No. 9 Minnesota hosts No. 13 Wisconsin Saturday at 2:30 p.m. at TCF Bank Stadium.
Credit: AP
Minnesota head coach P.J. Fleck, center, jumps in celebration with defensive back Chris Williamson after the defense stopped the ball against Penn State during an NCAA college football game Saturday, Nov. 9, 2019, in Minneapolis. Minnesota won 31-26. (AP Photo/Stacy Bengs)

MINNEAPOLIS — While Camp Randall Stadium was undergoing a renovation in 1994 on campus at the University of Wisconsin, a piece of history resurfaced.

After missing for more than 50 years, stowed away in a storage room at the University of Wisconsin Athletics Department, was the "Slab of Bacon" — the rivalry's initial trophy given to the winner of the annual Minnesota-Wisconsin football game.

While it was the Badgers uncovering history back in '94, this year it's the Gophers that seem to be turning back the clock.

- Written request 1
In the rivalry article, where was the "Slab of Bacon" found after it went missing?
- Written request 2
Return the passage of the rivalry article from "No. 9 Minnesota" up to and including "Minnesota-Wisconsin football game.", word for word.

- Listed records
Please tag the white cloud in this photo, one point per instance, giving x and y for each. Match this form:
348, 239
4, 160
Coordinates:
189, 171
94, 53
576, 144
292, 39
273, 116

- Worked answer 1
In a storage room at the University of Wisconsin Athletics Department.

- Worked answer 2
No. 9 Minnesota hosts No. 13 Wisconsin Saturday at 2:30 p.m. at TCF Bank Stadium.
Credit: AP
Minnesota head coach P.J. Fleck, center, jumps in celebration with defensive back Chris Williamson after the defense stopped the ball against Penn State during an NCAA college football game Saturday, Nov. 9, 2019, in Minneapolis. Minnesota won 31-26. (AP Photo/Stacy Bengs)

MINNEAPOLIS — While Camp Randall Stadium was undergoing a renovation in 1994 on campus at the University of Wisconsin, a piece of history resurfaced.

After missing for more than 50 years, stowed away in a storage room at the University of Wisconsin Athletics Department, was the "Slab of Bacon" — the rivalry's initial trophy given to the winner of the annual Minnesota-Wisconsin football game.